[Object detection data]
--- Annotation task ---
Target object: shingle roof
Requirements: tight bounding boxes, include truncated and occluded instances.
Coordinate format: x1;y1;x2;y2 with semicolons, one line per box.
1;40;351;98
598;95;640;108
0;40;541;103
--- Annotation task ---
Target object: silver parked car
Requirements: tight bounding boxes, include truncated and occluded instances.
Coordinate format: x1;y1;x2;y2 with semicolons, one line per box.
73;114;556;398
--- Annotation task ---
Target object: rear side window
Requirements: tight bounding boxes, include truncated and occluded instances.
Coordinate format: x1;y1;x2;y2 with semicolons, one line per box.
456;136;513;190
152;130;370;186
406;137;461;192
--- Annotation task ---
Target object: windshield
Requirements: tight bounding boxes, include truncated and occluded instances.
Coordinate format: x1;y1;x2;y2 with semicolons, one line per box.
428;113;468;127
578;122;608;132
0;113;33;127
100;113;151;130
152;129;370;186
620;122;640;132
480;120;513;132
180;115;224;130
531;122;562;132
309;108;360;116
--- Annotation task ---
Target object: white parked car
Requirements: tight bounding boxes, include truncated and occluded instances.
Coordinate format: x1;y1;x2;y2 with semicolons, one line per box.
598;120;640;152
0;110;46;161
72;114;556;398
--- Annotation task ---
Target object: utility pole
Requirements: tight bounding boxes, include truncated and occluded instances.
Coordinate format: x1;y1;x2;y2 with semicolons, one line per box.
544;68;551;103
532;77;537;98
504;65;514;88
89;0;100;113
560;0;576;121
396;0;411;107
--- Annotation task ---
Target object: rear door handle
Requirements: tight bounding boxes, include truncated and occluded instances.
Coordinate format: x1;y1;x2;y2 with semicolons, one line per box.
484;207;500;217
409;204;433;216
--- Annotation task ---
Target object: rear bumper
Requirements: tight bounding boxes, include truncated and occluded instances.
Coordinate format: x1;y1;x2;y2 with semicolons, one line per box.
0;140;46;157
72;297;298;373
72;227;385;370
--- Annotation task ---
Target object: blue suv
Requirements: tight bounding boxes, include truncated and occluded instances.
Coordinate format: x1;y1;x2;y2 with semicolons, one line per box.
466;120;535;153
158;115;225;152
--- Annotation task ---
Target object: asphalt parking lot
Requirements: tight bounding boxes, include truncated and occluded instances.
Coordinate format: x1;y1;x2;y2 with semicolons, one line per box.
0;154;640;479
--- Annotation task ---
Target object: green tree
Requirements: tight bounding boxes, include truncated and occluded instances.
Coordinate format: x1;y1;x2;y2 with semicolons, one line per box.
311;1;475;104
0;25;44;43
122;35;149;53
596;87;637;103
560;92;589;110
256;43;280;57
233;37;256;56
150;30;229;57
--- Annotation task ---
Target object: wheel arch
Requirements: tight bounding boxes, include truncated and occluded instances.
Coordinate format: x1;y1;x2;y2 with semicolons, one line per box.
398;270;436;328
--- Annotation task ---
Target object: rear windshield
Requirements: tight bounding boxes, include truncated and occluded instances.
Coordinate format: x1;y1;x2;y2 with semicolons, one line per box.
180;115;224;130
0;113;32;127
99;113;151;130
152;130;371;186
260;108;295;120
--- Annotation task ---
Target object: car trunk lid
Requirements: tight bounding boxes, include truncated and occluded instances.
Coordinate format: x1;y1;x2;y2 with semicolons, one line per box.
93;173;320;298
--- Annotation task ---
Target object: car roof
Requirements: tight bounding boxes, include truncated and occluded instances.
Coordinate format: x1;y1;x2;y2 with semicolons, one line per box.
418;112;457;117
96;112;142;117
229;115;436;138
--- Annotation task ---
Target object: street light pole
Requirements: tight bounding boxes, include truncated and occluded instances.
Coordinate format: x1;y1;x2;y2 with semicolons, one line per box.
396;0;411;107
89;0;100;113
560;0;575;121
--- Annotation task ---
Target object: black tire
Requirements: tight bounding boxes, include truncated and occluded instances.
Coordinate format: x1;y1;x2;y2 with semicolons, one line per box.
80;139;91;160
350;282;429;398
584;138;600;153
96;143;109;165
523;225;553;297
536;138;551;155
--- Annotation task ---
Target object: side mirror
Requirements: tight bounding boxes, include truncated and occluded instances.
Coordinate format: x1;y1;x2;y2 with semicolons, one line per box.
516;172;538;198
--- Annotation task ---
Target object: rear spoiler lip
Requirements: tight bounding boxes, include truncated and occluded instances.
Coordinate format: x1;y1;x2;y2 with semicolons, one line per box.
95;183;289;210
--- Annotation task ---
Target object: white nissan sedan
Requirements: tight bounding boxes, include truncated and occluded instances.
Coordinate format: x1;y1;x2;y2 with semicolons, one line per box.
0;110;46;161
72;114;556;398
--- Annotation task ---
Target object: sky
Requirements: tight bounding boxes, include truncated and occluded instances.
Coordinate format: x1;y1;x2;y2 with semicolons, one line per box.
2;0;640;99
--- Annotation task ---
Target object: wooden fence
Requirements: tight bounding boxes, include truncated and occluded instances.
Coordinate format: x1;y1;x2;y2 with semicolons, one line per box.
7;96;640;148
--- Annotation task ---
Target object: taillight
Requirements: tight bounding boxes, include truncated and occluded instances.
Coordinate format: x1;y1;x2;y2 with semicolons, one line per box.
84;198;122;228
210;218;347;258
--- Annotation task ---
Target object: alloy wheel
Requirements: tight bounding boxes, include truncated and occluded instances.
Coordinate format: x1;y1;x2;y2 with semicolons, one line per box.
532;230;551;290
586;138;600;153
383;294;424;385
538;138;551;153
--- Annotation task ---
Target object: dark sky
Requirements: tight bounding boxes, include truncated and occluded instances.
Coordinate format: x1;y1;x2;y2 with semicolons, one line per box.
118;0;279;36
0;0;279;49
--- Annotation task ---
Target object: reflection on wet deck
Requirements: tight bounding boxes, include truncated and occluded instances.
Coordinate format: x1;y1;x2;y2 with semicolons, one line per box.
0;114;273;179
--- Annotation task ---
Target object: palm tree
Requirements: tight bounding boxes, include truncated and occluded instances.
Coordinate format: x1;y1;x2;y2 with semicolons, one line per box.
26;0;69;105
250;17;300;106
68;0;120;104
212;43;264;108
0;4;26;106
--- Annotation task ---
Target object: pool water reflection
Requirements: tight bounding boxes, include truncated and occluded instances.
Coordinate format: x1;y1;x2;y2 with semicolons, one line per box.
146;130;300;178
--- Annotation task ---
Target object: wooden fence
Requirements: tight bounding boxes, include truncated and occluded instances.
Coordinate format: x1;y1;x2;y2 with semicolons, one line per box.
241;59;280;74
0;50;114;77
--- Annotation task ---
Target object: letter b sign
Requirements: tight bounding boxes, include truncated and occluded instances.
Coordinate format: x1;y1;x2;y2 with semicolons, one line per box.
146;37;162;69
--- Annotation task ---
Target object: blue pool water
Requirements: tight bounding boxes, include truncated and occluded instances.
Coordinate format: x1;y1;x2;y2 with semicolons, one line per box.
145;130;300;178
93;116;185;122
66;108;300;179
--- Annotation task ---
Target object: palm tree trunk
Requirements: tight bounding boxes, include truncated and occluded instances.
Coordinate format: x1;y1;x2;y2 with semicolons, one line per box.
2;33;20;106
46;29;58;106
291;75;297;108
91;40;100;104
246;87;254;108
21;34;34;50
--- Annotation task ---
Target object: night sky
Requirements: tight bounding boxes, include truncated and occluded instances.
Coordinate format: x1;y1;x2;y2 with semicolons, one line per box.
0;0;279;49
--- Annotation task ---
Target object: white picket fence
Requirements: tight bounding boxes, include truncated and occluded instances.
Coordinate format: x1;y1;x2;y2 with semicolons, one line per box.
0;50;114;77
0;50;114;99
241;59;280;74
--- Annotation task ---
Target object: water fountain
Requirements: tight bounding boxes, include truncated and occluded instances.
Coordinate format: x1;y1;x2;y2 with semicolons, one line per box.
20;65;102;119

§ REQUIRED WORK:
Can you format the data from the start up to and including the line with "406;137;461;192" as a two-column CSV with the columns request and answer? Give one row per request, with each field quoted and line breaks replaced by spaces.

§ IN RESPONSE:
request,answer
"--- Annotation task --- Target object: shingle roof Requirements: tight bounding boxes, include truncated and occluded instances. Coordinate format: x1;y1;x2;y2 with semicolons, one line per box.","1;40;351;98 598;95;640;108 0;40;541;103"
"--- Annotation task --- Target object: silver parked car Requirements: tight bounding boxes, include truncated and occluded instances. Coordinate format: x1;y1;x2;y2 with semicolons, one line per box.","73;114;556;398"
"--- Annotation task --- Target object: rear side window Requirements: tight bounding boxes, include truncated and occluded instances. Coordinate format: x1;y1;x2;y2 with semicolons, one line per box.","456;136;513;190 152;130;370;186 406;137;461;192"